Set exercise. Gather every line from the rows below that contains the string "soil", copying each line in full. Case counts.

Records for this exercise.

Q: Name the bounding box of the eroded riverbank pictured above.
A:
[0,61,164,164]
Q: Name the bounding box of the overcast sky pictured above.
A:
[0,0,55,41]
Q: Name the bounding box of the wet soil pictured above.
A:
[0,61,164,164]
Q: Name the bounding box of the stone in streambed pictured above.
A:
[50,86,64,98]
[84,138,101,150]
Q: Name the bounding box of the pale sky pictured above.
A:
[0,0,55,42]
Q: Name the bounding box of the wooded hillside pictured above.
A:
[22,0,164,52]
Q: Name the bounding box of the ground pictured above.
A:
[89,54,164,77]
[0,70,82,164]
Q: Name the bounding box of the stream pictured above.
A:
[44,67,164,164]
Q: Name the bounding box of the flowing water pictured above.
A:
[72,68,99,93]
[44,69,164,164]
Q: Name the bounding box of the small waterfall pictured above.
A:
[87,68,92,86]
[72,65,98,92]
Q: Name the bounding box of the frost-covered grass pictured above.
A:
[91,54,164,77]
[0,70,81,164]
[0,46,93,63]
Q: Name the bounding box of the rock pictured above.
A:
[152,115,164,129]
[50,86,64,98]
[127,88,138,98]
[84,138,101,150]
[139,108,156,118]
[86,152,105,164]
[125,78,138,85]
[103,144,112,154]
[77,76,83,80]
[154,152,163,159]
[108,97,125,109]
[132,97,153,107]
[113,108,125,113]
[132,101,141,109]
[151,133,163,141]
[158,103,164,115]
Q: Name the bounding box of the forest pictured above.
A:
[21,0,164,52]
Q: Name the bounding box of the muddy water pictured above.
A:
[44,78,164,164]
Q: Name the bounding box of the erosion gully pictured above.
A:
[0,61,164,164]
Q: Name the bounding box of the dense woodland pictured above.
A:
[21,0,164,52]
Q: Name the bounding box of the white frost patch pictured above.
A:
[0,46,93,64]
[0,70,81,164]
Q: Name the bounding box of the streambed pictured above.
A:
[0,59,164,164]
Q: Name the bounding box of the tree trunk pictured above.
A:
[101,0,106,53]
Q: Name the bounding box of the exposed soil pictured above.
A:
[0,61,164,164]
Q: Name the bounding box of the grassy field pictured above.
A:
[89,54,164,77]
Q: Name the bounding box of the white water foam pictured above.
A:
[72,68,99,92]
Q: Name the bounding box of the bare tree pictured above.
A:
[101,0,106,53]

Exercise output.
Q: Name the bounding box of the wet soil pictured above.
Q: Name the bounding box of the exposed soil pictured above.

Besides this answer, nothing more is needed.